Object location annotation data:
──────────

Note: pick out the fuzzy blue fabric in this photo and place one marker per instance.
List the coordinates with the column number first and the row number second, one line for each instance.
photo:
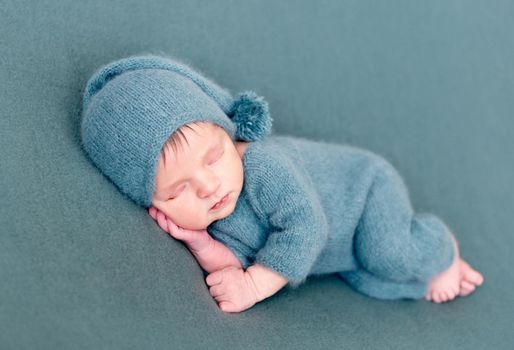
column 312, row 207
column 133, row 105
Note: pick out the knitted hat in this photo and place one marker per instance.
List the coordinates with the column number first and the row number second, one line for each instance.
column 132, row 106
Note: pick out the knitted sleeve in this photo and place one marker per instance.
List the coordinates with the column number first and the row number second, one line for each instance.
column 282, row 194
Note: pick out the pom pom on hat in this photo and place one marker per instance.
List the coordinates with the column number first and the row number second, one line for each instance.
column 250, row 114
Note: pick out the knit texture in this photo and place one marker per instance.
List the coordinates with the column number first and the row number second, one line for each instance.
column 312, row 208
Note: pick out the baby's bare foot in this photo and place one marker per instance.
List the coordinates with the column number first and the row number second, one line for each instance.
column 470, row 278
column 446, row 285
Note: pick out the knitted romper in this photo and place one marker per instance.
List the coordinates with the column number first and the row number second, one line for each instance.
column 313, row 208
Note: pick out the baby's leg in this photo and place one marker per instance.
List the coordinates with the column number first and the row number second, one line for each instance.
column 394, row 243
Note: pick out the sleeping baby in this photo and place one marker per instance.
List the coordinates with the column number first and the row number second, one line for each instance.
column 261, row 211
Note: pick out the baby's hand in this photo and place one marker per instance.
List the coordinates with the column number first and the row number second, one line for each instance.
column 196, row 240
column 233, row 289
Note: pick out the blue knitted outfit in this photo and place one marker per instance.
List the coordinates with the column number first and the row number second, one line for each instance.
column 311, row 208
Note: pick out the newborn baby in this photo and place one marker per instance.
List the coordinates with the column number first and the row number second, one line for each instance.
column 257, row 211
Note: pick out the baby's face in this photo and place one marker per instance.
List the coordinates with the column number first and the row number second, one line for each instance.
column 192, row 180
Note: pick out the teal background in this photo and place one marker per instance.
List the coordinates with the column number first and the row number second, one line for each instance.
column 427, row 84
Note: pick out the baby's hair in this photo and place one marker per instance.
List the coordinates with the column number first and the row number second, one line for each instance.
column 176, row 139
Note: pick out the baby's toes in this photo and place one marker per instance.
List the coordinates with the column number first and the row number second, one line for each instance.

──────────

_JOB_. Could you write out all of the material again, replacing every "marker" with "pin", changing nothing else, and leaving out the pictures?

_RESULT FOR THIS EXERCISE_.
Note: pick out the fuzzy blue fabric in this photo and place one pin per instance.
List the coordinates with the column number first and the row number second, one line for each instance.
photo:
column 312, row 207
column 133, row 105
Note: pick out the knitted hat in this photo and place one pin per instance.
List the coordinates with the column number first and the row number second, one line for each instance.
column 132, row 106
Note: pick out the knitted sleeve in this photo and place one pin per instance.
List the coordinates with the column number first and the row number second, one line for each instance.
column 282, row 194
Note: pick out the pom pom on hat in this photo and place one pin per instance.
List the coordinates with the column number first and the row number second, one line for each instance.
column 250, row 114
Note: pick out the knit texture in this photo and place one pin per instance.
List the coordinates with the column number first and the row number second, one line for each instance.
column 312, row 208
Note: pick out the baby's bare foot in this photo and place one pin per instance.
List the coordinates with the column number first and the row number second, one line for each instance.
column 470, row 278
column 446, row 285
Note: pick out the knitted romper in this photo and place one pin per instance.
List the coordinates with the column number first and the row number second, one line for each instance.
column 313, row 208
Note: pick out the baby's leg in this photo and place one pin per instance.
List the coordinates with the column number first and the row number second, one line for each instance.
column 394, row 243
Note: pick out the sleeping baby in this photo and place one pin per instance.
List the coordinates with the column number first and the row number second, one line for each instance.
column 261, row 211
Note: pick out the baby's hand in this photo and place one pin per instance.
List the coordinates with the column number first and the row number second, one line for each instance.
column 196, row 240
column 233, row 289
Note: pick out the blue knitted outfit in this photo and place one pin per instance.
List the coordinates with the column number first and the row number second, one line for each instance.
column 311, row 208
Note: pick out the newborn baby in this photo and place one pin per instance.
List the coordinates with the column number first and the row number second, one line for each instance.
column 257, row 211
Note: pick out the baby's face in this photo and place one pin per instance.
List the coordinates with the column number first and the row number second, one line for each instance.
column 192, row 180
Note: pick out the teal background in this photo and place one pin per instance.
List the coordinates with the column number first and the row number second, one line for each instance.
column 427, row 84
Note: pick out the baby's hair in this photo and place one pin per instance.
List the coordinates with the column number first and the row number second, one line for each instance.
column 176, row 139
Note: pick out the baby's toes in this photo and place one pin per instance.
List the coordinates with the column number first and the row number second, one line for each instance.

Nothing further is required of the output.